## PASSAGE SHOWN
⁂

On a quiet weekend in January, Mary Dowling and Cindy Sheridan packed their bags and headed to the Columbus Farmers Market in Columbus, N.J. Everything seemed to be going as usual that Saturday morning, but as they neared the produce section of this popular destination, they were approached by a man wearing a black leather jacket and a black baseball cap who claimed he needed their help.
"Ma'am, ma'am, excuse me," he said. "I'm trying to ID someone inside with a blue jacket. Do you see the woman I'm talking about?"
The man told Dowling and Sheridan that he was a recovery agent, better known as a bounty hunter, and he needed them to help capture a "fugitive," a woman who was caught up in a messy custody battle. He said the woman had taken her baby without her husband's consent, and he asked Dowling and Sheridan to make sure the woman he had identified really was the sought-after fugitive.
Without much questioning, Dowling and Sheridan found out the woman's name and reported back to the bounty hunter. It seemed harmless. But then the bounty hunter asked them to go a little further.

⁂

## INFORMATION SUPPLIED
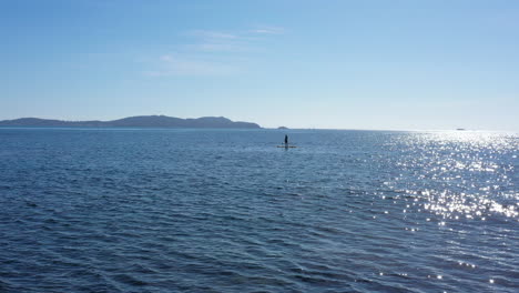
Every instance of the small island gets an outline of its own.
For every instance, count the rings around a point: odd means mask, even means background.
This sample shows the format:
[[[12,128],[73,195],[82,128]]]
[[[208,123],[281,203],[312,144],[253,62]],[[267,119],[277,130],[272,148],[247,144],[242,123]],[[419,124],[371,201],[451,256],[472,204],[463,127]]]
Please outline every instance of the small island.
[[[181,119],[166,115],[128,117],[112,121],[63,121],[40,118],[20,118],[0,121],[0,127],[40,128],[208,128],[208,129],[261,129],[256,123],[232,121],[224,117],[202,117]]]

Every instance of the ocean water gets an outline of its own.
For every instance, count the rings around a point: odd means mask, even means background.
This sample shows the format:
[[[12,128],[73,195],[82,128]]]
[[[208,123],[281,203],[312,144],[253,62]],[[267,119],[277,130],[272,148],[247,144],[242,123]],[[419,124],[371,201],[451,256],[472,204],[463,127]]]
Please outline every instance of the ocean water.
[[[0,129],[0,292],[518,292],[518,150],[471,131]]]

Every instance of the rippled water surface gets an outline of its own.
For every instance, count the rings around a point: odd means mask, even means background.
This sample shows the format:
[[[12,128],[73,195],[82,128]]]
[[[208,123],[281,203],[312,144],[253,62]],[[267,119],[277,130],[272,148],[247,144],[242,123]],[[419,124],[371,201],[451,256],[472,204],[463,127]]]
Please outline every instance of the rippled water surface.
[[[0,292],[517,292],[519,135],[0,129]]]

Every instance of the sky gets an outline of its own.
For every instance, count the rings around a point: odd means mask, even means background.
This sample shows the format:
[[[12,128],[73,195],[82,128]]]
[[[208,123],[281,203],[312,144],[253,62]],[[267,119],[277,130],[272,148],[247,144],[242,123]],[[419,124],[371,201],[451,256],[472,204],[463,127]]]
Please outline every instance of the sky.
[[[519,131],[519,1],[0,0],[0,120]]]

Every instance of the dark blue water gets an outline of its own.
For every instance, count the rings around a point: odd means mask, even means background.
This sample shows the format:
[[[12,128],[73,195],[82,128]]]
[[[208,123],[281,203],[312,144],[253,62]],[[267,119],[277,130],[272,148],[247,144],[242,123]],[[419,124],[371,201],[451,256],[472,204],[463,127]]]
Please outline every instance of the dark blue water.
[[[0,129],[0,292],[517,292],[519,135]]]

⁂

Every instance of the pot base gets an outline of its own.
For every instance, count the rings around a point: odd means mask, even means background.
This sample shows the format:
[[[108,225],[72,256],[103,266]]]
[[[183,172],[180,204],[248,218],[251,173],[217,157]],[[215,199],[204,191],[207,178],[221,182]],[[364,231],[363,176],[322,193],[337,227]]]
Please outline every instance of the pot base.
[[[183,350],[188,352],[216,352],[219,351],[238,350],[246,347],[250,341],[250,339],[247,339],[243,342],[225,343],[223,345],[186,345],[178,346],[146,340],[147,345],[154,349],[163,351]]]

⁂

Continue the account of the bounty hunter at the Columbus Farmers Market, picking up right after its last sentence and not drawing on the items.

## RESPONSE TO THIS EXERCISE
"If she walks away from the carriage and you see the wallet, just pick it up and walk it out to me," he said.
Despite the unusual request, Dowling again swiftly fulfilled the bounty hunter's orders, grabbing the woman's wallet from atop the carriage when the woman wasn't looking. Before long, Dowling was surrounded by a camera crew.
Dowling and Sheridan learned they had been part of a make-believe scenario constructed by ABC News as part of the hidden camera show "What Would You Do?" George Coppola, the bounty hunter, is a fugitive recovery agent and was hired by ABC to take part in this "What Would You Do?" episode.
Wondering why someone would willingly obey the commands of a stranger, "What Would You Do?" anchor John Quinones asked the women: "What's the lesson? Did you learn something here?"
"Probably think twice," Sheridan answered.
But, of course, that is easy to say in hindsight. In the heat of the moment, the intensity of the situation can lead people to do surprising things.
A classic study by Yale psychologist Stanley Milgram tested how far people would go to obey an authority figure.
Participants were told to deliver an electric shock to a person who answered questions incorrectly. Unbeknown to the participants, the shock machine was fake, but Milgram found that more than half of the participants were willing to administer shocks even when the actor receiving the "punishment" cried out in pain.
We decided to see just how far Coppola, our authority figure, could push the average citizen to take action against our so-called fugitive, Traci Hovel, an actress hired by ABC News.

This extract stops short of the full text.